Detalles del ejercicio:
Extrae el texto fuente completo, sin cambiar una sola palabra ni signo.

Estas cuatro virtudes cardinales no son originales de la escuela estoica, provienen de la tradición helenística anterior (Sócrates y Platón) y, a su vez, fueron incorporadas posteriormente por muchas otras escuelas de pensamiento y religiones, como el propio cristianismo, que les añadió las famosas fe, esperanza y caridad.

Además de la virtud (o mejor dicho, en combinación con ésta), los estoicos también perseguían la tranquilidad mental (ataraxia) como vía para alcanzar la plenitud. El primer paso hacia la paz mental surge, precisamente, de una conciencia tranquila gracias al ejercicio de la virtud, es decir, tomando decisiones con racionalidad y objetividad (sabiduría practica), actuando siempre con moderación y sin caer en posturas extremas (templanza), tratando bien, con respeto y por igual a los demás (justicia) y atreviéndose a hacer lo correcto sin flaquear ante las dificultades (fortaleza). El segundo paso viene a través de uno de los conceptos centrales y más conocidos del estoicismo, la denominada “dicotomía del control”.

Sección de datos:
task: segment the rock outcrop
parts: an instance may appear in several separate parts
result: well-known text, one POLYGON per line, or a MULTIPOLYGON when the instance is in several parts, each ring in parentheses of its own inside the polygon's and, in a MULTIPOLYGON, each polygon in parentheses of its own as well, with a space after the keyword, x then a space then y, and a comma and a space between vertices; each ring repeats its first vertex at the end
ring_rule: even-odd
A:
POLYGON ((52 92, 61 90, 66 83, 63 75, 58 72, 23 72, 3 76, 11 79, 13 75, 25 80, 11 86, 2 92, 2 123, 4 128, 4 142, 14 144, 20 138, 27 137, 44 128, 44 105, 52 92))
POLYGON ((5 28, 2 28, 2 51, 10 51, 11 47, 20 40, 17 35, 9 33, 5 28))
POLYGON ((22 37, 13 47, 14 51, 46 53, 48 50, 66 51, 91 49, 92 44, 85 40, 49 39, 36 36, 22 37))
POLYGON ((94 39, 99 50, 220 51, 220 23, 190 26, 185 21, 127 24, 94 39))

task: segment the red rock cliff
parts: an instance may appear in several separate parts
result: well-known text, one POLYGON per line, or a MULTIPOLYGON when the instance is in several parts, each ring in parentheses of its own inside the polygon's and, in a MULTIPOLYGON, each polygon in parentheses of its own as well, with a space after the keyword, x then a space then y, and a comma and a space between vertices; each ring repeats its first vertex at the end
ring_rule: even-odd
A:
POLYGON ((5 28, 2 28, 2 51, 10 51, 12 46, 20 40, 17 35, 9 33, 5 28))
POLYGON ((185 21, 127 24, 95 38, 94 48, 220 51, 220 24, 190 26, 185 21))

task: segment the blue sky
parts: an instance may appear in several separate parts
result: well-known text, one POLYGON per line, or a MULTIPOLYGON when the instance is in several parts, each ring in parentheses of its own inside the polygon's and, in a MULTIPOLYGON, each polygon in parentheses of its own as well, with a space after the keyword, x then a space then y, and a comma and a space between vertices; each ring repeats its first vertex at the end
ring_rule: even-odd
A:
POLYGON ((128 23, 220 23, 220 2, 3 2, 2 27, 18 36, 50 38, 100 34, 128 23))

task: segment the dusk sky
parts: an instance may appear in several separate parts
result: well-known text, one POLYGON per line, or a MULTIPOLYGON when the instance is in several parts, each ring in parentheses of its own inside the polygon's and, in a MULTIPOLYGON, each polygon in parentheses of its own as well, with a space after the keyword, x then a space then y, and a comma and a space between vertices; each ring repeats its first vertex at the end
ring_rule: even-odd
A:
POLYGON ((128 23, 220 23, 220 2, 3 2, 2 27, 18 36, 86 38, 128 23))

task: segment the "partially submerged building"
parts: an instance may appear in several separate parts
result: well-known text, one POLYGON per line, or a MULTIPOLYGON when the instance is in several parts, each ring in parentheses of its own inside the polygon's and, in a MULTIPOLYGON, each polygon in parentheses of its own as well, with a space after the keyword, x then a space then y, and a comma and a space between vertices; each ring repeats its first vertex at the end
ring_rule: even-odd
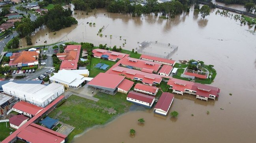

Resultado del ejercicio:
Estas cuatro virtudes cardinales no son originales de la escuela estoica, provienen de la tradición helenística anterior (Sócrates y Platón) y, a su vez, fueron incorporadas posteriormente por muchas otras escuelas de pensamiento y religiones, como el propio cristianismo, que les añadió las famosas fe, esperanza y caridad.

Además de la virtud (o mejor dicho, en combinación con ésta), los estoicos también perseguían la tranquilidad mental (ataraxia) como vía para alcanzar la plenitud. El primer paso hacia la paz mental surge, precisamente, de una conciencia tranquila gracias al ejercicio de la virtud, es decir, tomando decisiones con racionalidad y objetividad (sabiduría practica), actuando siempre con moderación y sin caer en posturas extremas (templanza), tratando bien, con respeto y por igual a los demás (justicia) y atreviéndose a hacer lo correcto sin flaquear ante las dificultades (fortaleza). El segundo paso viene a través de uno de los conceptos centrales y más conocidos del estoicismo, la denominada “dicotomía del control”.